WHAT TO WORK ON:
Reproduce nothing but the closing run of lines: the line with "[locate] rear tire" and each line that follows it to the end of the data.

[Stored entries]
■ ■ ■ ■ ■
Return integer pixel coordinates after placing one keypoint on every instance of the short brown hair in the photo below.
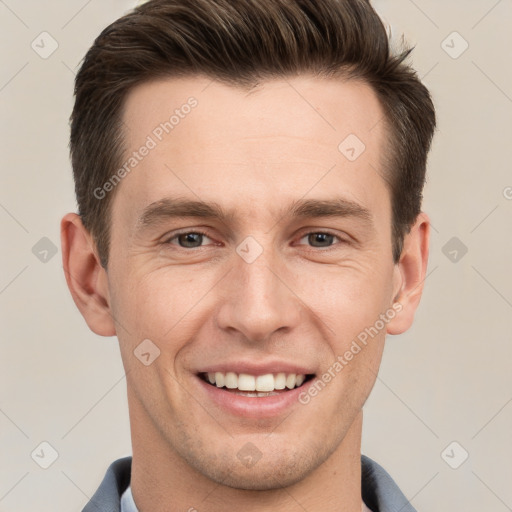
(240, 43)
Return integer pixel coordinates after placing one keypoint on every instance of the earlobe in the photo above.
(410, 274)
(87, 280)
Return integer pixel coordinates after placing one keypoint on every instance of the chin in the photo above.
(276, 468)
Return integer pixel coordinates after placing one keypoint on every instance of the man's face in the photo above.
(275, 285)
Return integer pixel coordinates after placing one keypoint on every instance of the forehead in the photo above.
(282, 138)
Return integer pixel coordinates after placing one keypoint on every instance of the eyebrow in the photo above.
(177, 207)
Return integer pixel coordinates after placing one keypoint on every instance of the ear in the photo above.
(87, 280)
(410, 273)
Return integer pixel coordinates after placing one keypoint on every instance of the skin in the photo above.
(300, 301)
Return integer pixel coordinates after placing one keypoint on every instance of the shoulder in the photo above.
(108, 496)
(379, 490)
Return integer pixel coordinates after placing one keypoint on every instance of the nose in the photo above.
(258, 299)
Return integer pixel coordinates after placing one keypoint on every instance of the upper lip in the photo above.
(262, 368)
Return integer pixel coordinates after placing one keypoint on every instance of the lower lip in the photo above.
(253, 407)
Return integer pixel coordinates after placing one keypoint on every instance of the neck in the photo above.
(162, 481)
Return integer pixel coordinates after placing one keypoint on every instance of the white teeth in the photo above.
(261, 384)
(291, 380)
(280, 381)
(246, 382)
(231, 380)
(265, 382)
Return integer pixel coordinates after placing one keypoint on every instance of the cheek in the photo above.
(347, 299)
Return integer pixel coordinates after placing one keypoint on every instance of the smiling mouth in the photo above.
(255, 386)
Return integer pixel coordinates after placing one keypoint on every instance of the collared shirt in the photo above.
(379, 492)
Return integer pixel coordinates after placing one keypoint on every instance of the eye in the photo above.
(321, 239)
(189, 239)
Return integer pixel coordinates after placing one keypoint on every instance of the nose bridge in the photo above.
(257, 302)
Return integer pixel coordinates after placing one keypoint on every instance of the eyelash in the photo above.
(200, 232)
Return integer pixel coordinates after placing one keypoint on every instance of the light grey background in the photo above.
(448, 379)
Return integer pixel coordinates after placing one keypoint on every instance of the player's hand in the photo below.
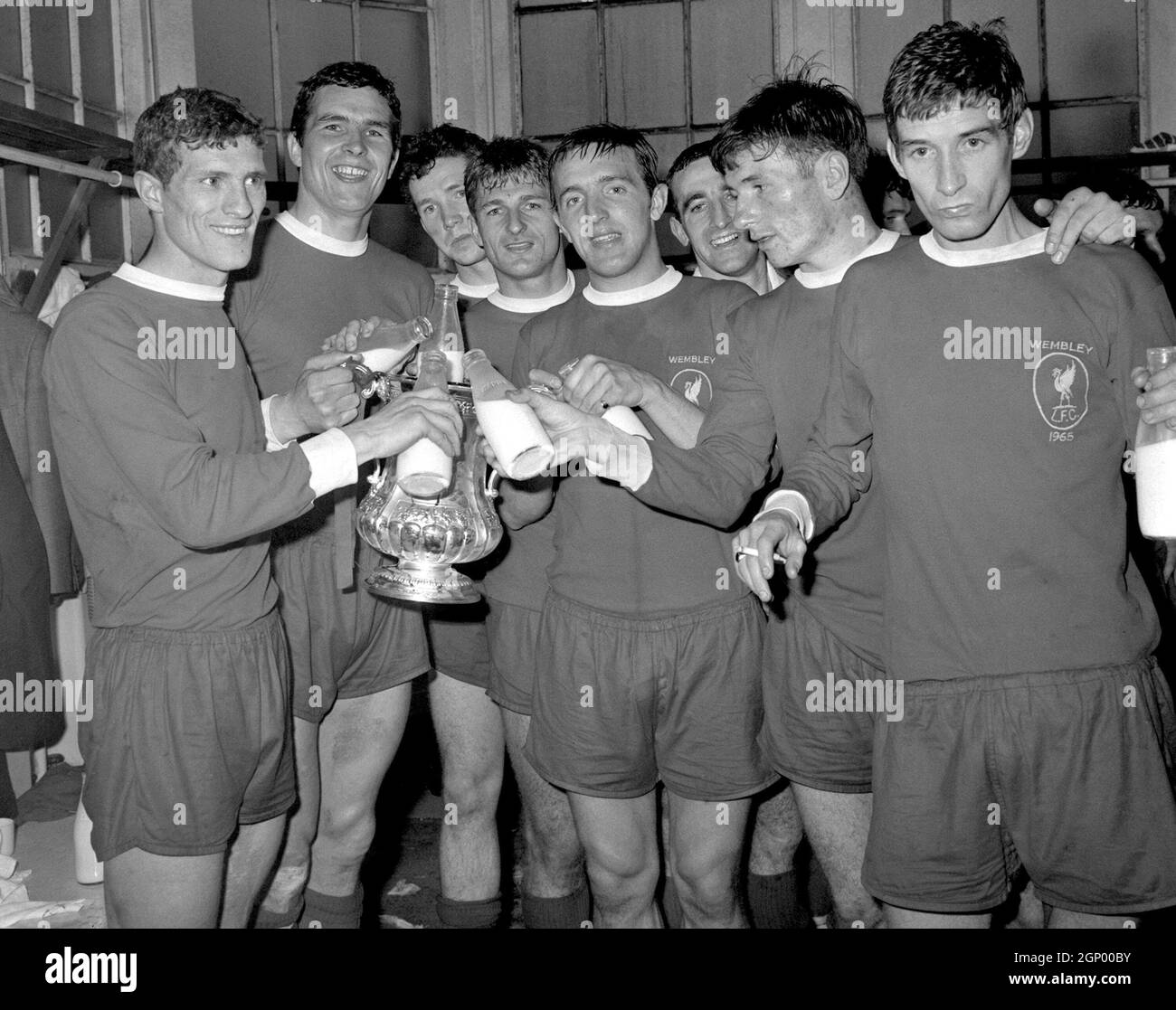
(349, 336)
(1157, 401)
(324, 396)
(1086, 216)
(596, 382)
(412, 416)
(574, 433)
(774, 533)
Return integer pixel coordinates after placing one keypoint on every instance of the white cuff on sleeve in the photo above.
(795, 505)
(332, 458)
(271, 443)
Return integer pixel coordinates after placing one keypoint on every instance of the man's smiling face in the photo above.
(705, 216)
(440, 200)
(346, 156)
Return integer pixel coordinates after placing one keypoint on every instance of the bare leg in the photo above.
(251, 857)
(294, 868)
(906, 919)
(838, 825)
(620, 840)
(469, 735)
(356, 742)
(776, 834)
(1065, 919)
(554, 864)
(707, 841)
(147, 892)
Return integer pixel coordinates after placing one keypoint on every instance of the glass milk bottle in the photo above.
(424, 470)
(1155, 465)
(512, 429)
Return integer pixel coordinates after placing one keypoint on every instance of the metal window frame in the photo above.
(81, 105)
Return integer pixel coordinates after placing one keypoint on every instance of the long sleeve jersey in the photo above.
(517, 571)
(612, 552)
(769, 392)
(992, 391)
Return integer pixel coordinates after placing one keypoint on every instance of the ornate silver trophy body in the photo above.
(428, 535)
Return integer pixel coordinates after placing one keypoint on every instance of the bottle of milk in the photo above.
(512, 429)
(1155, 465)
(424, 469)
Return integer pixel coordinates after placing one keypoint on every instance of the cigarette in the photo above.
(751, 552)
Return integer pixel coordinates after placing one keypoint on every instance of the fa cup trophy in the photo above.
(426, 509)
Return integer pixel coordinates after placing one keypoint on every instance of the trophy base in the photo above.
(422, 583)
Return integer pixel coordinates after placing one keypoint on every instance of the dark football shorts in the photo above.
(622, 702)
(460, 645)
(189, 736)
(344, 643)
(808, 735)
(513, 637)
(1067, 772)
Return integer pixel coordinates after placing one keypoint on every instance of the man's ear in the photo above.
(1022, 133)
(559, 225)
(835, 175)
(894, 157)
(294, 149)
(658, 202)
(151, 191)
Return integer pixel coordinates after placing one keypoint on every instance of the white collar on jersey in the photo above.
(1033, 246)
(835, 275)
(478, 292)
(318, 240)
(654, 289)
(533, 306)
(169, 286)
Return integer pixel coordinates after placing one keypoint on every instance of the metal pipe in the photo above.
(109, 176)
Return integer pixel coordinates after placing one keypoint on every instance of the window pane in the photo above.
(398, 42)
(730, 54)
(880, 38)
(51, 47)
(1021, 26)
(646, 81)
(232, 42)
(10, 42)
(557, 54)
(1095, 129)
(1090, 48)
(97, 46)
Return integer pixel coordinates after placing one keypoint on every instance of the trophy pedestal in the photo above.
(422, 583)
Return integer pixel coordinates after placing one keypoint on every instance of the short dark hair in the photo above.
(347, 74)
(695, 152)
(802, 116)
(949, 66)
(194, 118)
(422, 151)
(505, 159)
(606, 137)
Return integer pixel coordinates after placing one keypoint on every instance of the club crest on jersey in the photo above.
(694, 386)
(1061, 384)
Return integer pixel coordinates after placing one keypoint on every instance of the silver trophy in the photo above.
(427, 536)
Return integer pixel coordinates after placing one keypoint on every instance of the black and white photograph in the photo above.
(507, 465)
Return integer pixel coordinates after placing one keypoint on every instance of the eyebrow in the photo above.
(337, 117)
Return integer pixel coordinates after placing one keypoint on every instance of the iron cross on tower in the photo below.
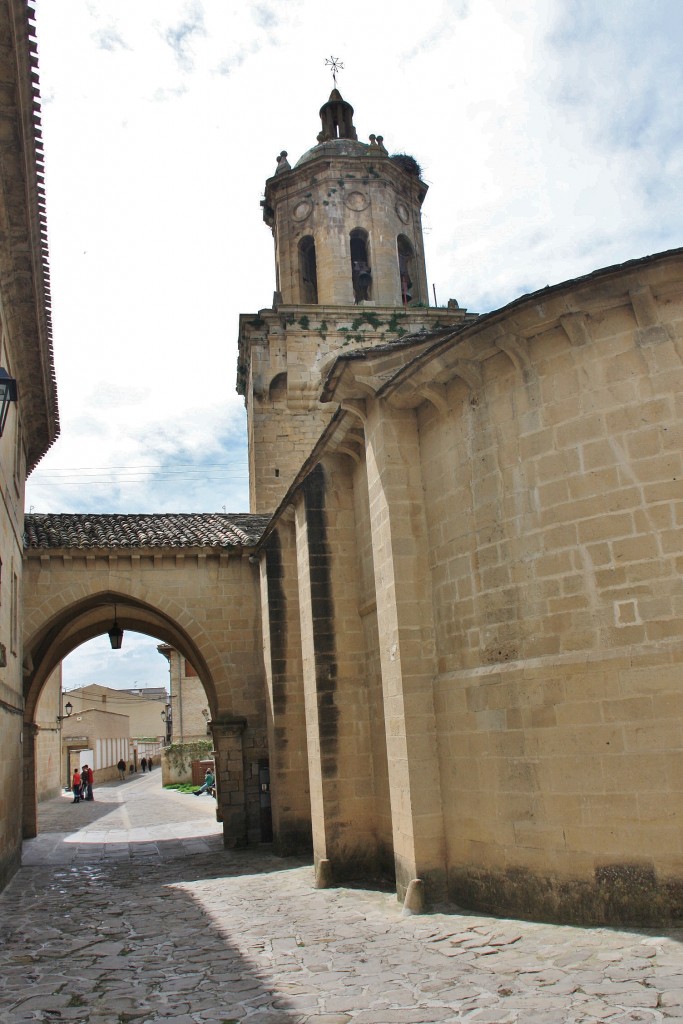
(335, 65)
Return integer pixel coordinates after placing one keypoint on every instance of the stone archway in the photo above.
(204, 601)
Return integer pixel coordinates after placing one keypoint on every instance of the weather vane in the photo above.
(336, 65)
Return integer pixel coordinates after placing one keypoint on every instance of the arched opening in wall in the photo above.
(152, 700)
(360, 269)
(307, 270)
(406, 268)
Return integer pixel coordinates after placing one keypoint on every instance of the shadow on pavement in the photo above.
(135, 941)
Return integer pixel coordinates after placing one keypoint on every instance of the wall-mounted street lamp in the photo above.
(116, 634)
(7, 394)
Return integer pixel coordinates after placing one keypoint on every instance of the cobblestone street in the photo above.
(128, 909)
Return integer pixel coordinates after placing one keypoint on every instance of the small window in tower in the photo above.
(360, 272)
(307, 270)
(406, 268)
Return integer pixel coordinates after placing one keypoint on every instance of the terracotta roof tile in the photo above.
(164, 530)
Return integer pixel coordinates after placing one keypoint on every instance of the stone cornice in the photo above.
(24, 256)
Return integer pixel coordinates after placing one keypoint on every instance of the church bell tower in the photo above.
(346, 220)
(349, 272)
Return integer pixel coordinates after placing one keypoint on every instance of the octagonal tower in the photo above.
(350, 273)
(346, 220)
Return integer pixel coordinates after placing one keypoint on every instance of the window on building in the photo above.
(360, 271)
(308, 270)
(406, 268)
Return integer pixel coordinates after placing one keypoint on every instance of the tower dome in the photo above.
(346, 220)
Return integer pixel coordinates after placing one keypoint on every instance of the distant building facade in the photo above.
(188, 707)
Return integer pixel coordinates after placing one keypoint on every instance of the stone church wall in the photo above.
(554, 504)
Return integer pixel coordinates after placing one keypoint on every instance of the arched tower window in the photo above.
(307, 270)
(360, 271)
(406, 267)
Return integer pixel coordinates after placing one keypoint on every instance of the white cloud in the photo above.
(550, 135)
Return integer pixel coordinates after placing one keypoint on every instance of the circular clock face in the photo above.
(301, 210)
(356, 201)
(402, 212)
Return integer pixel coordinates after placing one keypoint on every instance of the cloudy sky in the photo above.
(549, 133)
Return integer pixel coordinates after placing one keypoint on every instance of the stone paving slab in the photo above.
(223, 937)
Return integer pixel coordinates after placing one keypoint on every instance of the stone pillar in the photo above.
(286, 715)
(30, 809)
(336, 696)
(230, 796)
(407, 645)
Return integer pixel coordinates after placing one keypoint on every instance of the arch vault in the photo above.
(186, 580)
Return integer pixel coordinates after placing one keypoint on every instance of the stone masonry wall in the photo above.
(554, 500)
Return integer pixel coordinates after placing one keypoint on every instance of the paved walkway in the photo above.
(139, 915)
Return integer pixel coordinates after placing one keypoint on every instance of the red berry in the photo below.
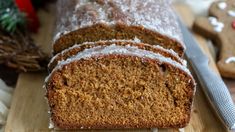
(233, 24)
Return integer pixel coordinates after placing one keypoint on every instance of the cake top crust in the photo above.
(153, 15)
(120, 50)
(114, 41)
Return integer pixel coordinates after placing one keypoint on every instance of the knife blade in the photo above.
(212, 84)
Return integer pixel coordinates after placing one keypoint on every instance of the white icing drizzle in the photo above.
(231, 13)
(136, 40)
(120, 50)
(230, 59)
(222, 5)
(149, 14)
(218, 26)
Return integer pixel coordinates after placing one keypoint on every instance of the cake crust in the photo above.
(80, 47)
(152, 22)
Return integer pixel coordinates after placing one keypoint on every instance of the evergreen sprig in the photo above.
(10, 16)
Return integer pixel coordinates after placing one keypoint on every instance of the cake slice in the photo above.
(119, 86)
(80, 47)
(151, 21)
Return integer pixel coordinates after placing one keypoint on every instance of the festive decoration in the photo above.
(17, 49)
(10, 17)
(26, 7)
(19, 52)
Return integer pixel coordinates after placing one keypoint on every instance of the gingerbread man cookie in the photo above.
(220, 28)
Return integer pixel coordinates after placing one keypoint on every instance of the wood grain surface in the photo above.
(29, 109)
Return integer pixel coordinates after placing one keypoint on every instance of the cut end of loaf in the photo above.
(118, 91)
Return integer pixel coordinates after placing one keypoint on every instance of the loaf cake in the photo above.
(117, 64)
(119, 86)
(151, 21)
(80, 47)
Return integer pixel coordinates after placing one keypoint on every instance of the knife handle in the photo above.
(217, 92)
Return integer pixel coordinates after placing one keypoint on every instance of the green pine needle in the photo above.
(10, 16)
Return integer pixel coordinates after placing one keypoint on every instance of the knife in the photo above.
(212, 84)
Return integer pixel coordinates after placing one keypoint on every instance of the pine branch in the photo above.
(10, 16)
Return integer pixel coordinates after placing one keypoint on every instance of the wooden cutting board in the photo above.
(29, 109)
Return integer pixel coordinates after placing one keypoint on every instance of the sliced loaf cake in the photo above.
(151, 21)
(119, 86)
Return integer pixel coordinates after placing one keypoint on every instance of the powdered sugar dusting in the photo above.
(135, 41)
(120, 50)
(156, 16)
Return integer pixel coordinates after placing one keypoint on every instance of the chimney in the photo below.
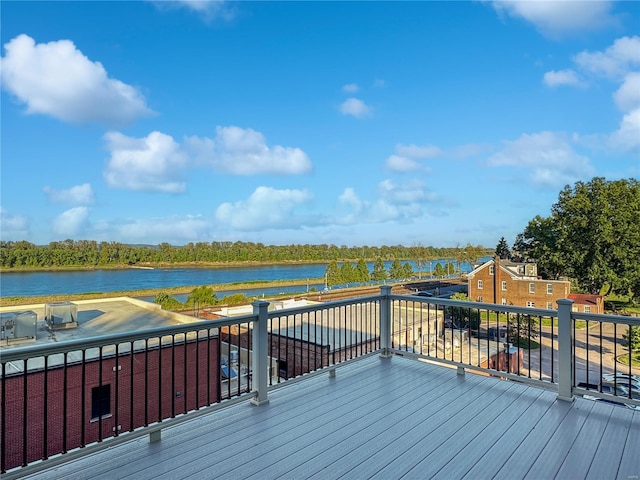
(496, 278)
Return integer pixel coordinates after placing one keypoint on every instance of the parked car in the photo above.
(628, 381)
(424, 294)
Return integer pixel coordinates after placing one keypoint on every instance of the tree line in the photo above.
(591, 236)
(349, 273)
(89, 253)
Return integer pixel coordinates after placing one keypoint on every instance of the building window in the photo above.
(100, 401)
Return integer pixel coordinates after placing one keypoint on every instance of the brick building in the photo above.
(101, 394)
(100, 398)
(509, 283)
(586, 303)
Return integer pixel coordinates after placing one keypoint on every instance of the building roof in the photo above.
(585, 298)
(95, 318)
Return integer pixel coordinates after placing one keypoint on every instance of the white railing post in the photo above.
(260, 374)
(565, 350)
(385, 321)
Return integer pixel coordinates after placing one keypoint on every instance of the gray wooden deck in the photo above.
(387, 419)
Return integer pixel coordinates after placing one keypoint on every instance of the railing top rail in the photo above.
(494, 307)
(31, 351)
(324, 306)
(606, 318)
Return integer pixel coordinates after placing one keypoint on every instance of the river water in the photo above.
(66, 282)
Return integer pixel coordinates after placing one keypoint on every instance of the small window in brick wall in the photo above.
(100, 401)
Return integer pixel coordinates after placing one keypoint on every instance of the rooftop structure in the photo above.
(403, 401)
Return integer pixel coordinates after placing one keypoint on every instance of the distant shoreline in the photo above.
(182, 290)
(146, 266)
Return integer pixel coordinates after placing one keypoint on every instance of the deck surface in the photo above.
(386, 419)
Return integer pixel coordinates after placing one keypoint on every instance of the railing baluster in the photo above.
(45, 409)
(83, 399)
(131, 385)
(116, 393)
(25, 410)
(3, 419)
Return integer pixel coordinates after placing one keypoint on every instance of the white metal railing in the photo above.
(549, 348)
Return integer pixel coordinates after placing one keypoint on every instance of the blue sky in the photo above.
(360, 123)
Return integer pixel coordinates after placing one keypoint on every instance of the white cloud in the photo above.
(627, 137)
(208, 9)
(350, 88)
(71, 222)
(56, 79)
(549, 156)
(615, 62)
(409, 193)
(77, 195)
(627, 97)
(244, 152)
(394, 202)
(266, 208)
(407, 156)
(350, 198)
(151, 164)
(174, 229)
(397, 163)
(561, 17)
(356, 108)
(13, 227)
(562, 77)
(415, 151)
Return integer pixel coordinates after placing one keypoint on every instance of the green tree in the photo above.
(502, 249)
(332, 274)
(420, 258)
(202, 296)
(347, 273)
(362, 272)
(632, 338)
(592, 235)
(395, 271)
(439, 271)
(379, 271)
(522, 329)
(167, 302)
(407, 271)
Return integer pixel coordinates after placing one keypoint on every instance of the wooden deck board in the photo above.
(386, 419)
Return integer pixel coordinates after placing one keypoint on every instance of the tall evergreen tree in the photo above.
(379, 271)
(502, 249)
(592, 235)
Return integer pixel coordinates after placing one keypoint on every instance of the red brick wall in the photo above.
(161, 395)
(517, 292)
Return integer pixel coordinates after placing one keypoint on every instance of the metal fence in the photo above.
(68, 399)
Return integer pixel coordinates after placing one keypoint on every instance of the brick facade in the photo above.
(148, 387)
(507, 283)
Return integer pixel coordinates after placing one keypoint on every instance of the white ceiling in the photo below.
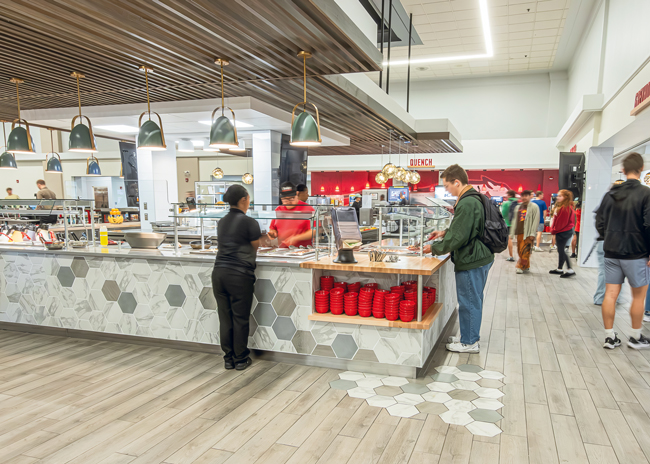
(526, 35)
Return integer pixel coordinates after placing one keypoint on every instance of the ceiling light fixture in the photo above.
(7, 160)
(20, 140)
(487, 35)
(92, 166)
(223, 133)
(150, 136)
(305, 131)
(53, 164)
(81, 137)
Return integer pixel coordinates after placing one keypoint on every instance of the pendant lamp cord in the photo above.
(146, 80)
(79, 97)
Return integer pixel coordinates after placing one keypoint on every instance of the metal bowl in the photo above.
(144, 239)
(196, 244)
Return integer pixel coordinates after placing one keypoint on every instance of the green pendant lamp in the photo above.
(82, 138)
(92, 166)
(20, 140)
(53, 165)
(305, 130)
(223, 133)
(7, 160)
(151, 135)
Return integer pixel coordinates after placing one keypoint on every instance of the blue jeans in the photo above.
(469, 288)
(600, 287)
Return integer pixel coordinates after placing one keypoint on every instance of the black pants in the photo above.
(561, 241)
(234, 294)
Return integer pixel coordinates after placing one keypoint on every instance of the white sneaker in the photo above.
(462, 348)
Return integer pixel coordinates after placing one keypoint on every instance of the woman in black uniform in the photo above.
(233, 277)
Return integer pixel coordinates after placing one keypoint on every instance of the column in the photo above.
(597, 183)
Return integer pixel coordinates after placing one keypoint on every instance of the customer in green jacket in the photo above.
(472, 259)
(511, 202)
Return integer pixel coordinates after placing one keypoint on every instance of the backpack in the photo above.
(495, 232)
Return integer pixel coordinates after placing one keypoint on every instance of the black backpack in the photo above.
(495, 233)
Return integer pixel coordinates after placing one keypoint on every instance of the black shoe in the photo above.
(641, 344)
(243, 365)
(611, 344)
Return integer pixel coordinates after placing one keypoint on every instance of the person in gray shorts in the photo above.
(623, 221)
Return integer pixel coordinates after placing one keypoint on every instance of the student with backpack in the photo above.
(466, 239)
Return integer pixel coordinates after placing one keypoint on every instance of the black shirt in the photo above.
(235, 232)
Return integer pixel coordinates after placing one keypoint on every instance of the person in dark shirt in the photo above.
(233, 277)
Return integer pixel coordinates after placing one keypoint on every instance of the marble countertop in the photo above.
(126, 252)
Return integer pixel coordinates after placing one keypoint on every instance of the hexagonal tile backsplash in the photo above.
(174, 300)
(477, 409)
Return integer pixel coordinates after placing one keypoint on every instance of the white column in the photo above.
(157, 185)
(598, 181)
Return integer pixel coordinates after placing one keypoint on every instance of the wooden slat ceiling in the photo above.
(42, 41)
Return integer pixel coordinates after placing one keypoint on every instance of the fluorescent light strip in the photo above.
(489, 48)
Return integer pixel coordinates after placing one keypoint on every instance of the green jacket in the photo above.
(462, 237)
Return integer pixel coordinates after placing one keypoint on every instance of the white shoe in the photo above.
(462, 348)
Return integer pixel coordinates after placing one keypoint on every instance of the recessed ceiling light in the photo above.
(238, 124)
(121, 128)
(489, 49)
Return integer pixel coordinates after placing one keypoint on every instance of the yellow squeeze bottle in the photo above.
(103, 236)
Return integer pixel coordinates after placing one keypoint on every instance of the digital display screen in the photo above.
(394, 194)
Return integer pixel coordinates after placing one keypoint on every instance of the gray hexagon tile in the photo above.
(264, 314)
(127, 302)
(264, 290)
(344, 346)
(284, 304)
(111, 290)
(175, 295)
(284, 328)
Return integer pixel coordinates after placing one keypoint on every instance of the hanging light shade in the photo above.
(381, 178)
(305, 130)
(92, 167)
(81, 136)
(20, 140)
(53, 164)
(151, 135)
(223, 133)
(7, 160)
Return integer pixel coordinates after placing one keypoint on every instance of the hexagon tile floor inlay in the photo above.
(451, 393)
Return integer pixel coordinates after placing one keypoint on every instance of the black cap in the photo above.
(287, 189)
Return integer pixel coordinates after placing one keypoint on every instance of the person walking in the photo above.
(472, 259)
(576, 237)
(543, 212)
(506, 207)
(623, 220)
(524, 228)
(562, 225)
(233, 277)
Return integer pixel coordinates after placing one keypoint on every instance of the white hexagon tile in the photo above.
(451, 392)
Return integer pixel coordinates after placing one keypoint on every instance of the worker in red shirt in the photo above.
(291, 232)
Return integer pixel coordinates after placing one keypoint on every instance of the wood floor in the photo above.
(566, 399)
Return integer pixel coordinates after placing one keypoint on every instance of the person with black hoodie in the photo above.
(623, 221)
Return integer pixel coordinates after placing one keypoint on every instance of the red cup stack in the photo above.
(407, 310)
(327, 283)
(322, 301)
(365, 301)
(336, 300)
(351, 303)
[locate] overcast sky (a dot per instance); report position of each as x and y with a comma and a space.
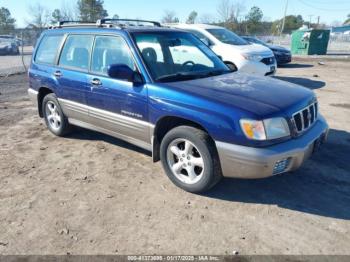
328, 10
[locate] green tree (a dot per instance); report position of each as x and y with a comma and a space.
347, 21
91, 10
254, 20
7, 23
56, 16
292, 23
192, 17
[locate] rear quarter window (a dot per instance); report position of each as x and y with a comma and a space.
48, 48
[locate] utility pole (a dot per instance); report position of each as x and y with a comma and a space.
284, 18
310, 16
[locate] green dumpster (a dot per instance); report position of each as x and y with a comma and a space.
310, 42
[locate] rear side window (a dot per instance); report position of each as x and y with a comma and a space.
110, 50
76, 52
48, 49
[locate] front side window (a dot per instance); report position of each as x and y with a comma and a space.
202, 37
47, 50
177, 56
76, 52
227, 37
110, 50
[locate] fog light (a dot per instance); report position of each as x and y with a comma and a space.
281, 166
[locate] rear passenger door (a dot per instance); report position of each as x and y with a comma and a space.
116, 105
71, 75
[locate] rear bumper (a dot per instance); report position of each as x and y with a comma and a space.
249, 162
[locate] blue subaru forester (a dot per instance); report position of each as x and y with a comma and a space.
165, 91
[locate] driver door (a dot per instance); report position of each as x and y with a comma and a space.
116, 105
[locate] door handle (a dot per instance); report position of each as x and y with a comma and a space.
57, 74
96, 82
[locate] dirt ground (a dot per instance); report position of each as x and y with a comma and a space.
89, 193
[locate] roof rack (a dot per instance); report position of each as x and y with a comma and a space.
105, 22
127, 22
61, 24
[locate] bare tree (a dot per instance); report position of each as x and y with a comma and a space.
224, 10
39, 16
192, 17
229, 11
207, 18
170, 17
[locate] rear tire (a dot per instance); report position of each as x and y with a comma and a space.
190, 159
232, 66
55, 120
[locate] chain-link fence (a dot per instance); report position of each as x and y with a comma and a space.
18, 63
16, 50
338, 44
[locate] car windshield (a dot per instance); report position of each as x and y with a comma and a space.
■ ■ ■ ■ ■
SOLUTION FOR THIS PROBLEM:
[locate] rear tire (a dot per instance); report position of each as x and y with a comma and a space.
190, 159
232, 66
55, 120
[locate] chain-link fence (a dot per instance); report position of each as x and y with a comma and a space.
18, 63
16, 50
338, 44
[locate] car windshield (a dot per instance); report position of each as x and y with a comma and a space.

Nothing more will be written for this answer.